Exercise description =>
The expected output is an exact restatement of all the records.

#### The input ####

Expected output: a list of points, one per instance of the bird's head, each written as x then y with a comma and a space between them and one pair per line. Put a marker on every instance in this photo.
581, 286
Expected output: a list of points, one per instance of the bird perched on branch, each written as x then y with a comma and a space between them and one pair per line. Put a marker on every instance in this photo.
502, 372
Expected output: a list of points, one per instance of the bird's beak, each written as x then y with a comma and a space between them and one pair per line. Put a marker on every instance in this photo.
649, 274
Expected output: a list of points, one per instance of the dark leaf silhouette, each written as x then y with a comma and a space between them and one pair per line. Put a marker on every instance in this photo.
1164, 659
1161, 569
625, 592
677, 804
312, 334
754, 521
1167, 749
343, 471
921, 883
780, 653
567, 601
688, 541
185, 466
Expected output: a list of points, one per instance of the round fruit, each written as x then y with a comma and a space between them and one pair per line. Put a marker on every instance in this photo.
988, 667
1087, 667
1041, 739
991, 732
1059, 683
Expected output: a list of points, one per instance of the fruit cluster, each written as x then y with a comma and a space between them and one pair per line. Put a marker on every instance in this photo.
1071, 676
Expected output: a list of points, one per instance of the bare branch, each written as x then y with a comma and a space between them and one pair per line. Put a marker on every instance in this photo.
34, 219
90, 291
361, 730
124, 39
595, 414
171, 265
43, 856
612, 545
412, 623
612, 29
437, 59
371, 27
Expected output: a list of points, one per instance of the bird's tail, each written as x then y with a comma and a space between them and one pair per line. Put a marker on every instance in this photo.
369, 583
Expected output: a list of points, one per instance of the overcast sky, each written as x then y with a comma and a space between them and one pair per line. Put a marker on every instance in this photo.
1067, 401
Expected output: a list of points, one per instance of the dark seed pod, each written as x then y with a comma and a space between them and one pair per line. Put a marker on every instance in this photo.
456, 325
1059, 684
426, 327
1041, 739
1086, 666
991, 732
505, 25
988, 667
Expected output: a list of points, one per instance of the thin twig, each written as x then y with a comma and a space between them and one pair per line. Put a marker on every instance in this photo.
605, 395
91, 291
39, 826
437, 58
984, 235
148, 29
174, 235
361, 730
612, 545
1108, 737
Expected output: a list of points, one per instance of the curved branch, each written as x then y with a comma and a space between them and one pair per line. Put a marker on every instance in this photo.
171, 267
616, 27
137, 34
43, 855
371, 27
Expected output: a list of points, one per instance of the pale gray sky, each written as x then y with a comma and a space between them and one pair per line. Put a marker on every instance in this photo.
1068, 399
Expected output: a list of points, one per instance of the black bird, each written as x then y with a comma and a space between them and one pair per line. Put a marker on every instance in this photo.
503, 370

####

Reply to the task =>
Expected output: a list of points, one per instance of the bird's head, each written as x then y with a comma and a space between them and one pair per line. Put a marker on every instance in this photo.
581, 286
Expected output: a list of points, one per instance of the bird perched on branch, each written as x then y with a comma and a space between them and one pair per line. Put a marker on every instance in this photo.
502, 372
Expected output: a list of points, one per instance of the bird's beak, each written as x then y with a comma and a space between them and one pair per line. Put a marker on every instance in this photo.
649, 274
Expected output: a list of points, one per instance of the dark leaf silhouette, each written as x then y with a comma and a space between them and one pair per line. Put a marker on every instance in this photo.
1164, 659
1161, 569
625, 592
677, 804
312, 334
754, 521
1167, 749
343, 471
921, 883
780, 653
567, 601
688, 541
185, 466
Expected output: a list of points, one per instance of the round fruit, each written as x then y with a comma and a space between them and one pair per line. Put a marker on every instance in this photo.
988, 667
1087, 667
1041, 739
991, 732
1059, 683
Expected output: a list of points, one per instance of the fruit cluster, each written as x then y with a comma and a space between them and one pair per line. Put a marker on every instance in this photo.
1071, 676
Expected output: a list of points, one per instance of the bare branch, each written as x then y with a comma and a space between them and one pair per line. Put a marker on every instance in this photo.
34, 219
90, 291
361, 730
124, 39
595, 414
171, 265
43, 856
612, 545
412, 623
612, 29
437, 59
371, 27
Expected output: a list of points, one per instance of the bird's tail, each written as x then y with a comma and a space between them and one pair per line. Put a marker on every instance in this photo.
369, 583
Expected output: a list of points, one per instance of the overcast sky, each written as x then y with a comma and a space between them and one pair per line. Put a marker on every instance in this photo.
1067, 401
Expected output: a list of points, one per instance of the dark seed pod, each written as x then y with a comma and a space between them and one pair per line. Put a marker on every instance in this photo.
456, 325
1059, 684
426, 327
1041, 739
1086, 666
991, 732
505, 25
988, 667
Expected output: a list of points, one per instance of the thin twig, each written as x then y with a comma and a space between them and one pair per line. Put a marker on every instance in this photo.
605, 395
91, 291
39, 826
437, 58
984, 235
148, 29
174, 235
361, 730
612, 545
1108, 737
Expected output: a list of points, one per instance of the curved branch, each written as x then y with a comma and a space between them and one pair per line. Put a marker on every instance in this photo.
171, 267
616, 27
137, 34
43, 855
371, 27
Expected output: a list of points, one per instance of the pale gray sky, each written as x then y with a comma and a space between them and one pair per line. Put a marker on every instance in this photo.
1068, 399
Expected output: a list of points, one per instance of the black bird, each written as x then y with a comma and a space between them and one pair per line. Put a marker on every instance in this photo.
503, 370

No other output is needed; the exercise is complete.